Exercise details: Copy exactly the lines from the one containing "Definition first: for each instance of the statue's arm, imagine" through the last line of the records, both included, and nothing more.

(Dataset records)
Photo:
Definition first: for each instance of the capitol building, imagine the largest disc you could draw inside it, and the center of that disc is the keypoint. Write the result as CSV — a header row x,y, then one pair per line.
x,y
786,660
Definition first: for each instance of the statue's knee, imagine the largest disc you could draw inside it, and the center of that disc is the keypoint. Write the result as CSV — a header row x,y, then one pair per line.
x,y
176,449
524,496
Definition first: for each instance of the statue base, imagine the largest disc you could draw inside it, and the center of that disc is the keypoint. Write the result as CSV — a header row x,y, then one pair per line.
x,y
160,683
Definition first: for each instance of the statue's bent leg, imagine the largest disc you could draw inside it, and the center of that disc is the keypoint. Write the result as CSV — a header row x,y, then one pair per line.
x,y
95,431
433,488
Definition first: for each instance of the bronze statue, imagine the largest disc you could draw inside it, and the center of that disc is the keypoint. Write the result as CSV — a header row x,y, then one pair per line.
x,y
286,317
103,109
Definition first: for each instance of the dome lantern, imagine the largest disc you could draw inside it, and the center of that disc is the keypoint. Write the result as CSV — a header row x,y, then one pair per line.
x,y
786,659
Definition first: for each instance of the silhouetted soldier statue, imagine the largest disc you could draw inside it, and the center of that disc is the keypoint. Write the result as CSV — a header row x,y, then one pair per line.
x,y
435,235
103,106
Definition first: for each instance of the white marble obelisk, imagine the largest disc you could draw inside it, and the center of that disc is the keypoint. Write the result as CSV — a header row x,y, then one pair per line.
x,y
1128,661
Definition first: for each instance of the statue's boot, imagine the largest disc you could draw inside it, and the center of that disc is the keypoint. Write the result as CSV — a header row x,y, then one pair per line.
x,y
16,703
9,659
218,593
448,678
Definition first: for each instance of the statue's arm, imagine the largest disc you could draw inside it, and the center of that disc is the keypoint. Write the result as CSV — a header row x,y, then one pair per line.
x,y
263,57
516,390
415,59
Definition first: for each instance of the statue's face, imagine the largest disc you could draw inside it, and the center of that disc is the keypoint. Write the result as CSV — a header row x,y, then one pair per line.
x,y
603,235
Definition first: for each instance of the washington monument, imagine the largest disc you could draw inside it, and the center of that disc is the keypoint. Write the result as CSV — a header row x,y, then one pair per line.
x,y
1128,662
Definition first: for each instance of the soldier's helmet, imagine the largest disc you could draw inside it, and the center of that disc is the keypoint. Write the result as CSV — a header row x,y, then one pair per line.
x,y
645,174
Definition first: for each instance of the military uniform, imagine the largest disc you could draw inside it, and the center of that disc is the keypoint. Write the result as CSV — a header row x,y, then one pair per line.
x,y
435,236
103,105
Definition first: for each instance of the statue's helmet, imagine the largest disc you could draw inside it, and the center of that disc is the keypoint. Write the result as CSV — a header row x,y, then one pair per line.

Result of the task:
Definition first: for each instance of the statue's arm, imagine the largest disc you could draw inside it, and the center of that disc is the keypoint. Write the result as CSV — a header row x,y, then one pair per line.
x,y
263,57
516,390
415,59
Definition first: for each instance of the statue's face, imagine the largest disc you could draw inside it, and the center of that disc is the keypoint. Write the result as CSV — a header row x,y, then one pair per line.
x,y
603,235
Definition first: for each instance of the washington monument, imagine the largest disc you could draw inside it, and the center of that disc is the keypoint. Write the result as CSV — a header row x,y, then one pair per line.
x,y
1128,662
Definition first: for each instance of the soldier's helmet, imagine the largest disc you could draw inside it, and the center of that disc is the keypoint. Write the result as CSV — a header row x,y, then one pair per line.
x,y
645,174
Definition first: for each instance of the military uniform, imagine the largest disc you could draw inside it, and the center of that disc is the keypoint. Write the result as CSV — a header row x,y, then one pair per line.
x,y
435,236
103,105
Definition first: for each instance of the statue's helmet, imagine the largest disc you could draw inside it, and the center of that disc is the keypoint. Write the result as CSV — a header row x,y, then one pair per line.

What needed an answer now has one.